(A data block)
━━━━━━━━━━━━━━━━━━━━
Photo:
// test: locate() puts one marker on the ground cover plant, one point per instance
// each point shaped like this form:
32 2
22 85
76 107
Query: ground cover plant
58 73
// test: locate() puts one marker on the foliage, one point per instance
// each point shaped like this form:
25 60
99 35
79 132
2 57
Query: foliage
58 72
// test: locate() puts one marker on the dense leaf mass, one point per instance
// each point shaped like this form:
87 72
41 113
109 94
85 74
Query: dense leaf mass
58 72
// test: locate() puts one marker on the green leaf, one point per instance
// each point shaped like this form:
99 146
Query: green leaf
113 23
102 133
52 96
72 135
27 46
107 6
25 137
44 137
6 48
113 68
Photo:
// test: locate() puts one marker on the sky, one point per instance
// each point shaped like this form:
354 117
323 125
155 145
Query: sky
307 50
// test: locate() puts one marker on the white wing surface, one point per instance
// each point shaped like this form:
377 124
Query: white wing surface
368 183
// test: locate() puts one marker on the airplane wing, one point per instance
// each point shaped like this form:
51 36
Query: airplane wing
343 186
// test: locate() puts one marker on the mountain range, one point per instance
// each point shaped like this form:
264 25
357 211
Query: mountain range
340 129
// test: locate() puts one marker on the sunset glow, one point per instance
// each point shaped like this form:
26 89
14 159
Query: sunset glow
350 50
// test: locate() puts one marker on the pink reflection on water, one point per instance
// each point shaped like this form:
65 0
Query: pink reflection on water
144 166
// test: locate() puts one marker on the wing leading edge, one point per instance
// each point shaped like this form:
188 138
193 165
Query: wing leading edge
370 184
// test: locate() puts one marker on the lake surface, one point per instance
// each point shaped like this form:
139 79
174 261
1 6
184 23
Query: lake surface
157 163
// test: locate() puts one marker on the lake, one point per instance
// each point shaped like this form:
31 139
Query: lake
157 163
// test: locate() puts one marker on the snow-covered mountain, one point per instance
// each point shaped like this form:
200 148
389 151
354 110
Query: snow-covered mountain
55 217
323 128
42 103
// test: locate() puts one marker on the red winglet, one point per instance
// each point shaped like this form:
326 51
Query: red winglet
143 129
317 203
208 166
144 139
━━━━━━━━━━━━━━━━━━━━
Render every line of the records above as a JSON list of strings, one string per line, omitting blank lines.

**Result of this task**
[
  "Photo:",
  "// test: locate() puts one marker on the ground cover plant, one point per instance",
  "// each point shaped like this form:",
  "32 2",
  "22 85",
  "76 107",
  "Query: ground cover plant",
  "58 73",
  "// test: locate() puts one marker on the foliage, one point per instance",
  "// each point shaped like this form:",
  "25 60",
  "99 35",
  "79 132",
  "2 57",
  "Query: foliage",
  "58 72",
  "// test: locate() puts one marker on the dense leaf mass, one point per instance",
  "// each point shaped like this form:",
  "87 72",
  "41 113",
  "109 94",
  "85 74",
  "Query: dense leaf mass",
  "58 72",
  "// test: locate() puts one marker on the green leaf, one point per instance",
  "// each point shaped like this form:",
  "99 146",
  "Query: green leaf",
  "113 23",
  "102 133",
  "52 96",
  "72 135",
  "27 46",
  "107 6",
  "25 137",
  "44 137",
  "6 48",
  "113 68",
  "Photo:",
  "// test: locate() puts one marker on the sky, one point per instance",
  "// each point shaped like this form:",
  "354 117",
  "323 125",
  "155 145",
  "Query: sky",
  "307 50",
  "// test: locate() puts one marker on the white wing surface, one point per instance",
  "// each point shaped like this form:",
  "377 124",
  "Query: white wing surface",
  "368 183",
  "// test: locate() puts one marker on the airplane wing, one point per instance",
  "// each point shaped like this form:",
  "51 36",
  "Query: airplane wing",
  "343 186",
  "// test: locate() puts one marker on the mountain range, one point per instance",
  "// each point shaped like this form:",
  "264 25",
  "357 211",
  "Query: mountain range",
  "340 129",
  "// test: locate() puts one marker on the sunset glow, one point per instance",
  "// each point shaped like this form:",
  "26 89",
  "14 159",
  "Query: sunset glow",
  "350 50",
  "// test: locate() puts one marker on the pink reflection on water, one point per instance",
  "// each point shaped like this form:",
  "65 0",
  "Query: pink reflection on water",
  "144 166",
  "// test: locate() puts one marker on the wing leading edge, one point per instance",
  "// each point shaped like this form:",
  "188 138",
  "193 165",
  "Query: wing leading edge",
  "370 184",
  "// test: locate() puts one marker on the lake surface, one point per instance",
  "// each point shaped like this form:",
  "139 79",
  "174 261",
  "1 6",
  "184 23",
  "Query: lake surface",
  "157 163",
  "// test: locate() puts one marker on the lake, one point per instance",
  "// each point shaped like this form:",
  "31 139",
  "Query: lake",
  "157 163",
  "// test: locate() puts one marker on the snow-covered mountain, one point per instance",
  "// each point shaped like this form:",
  "200 148",
  "389 151",
  "354 110",
  "Query: snow-covered mountain",
  "55 217",
  "323 128",
  "42 103",
  "// test: locate() puts one marker on the red winglet, one point per instance",
  "// each point shaped like this form:",
  "326 51",
  "Query: red winglet",
  "143 129",
  "317 203",
  "208 166",
  "144 139"
]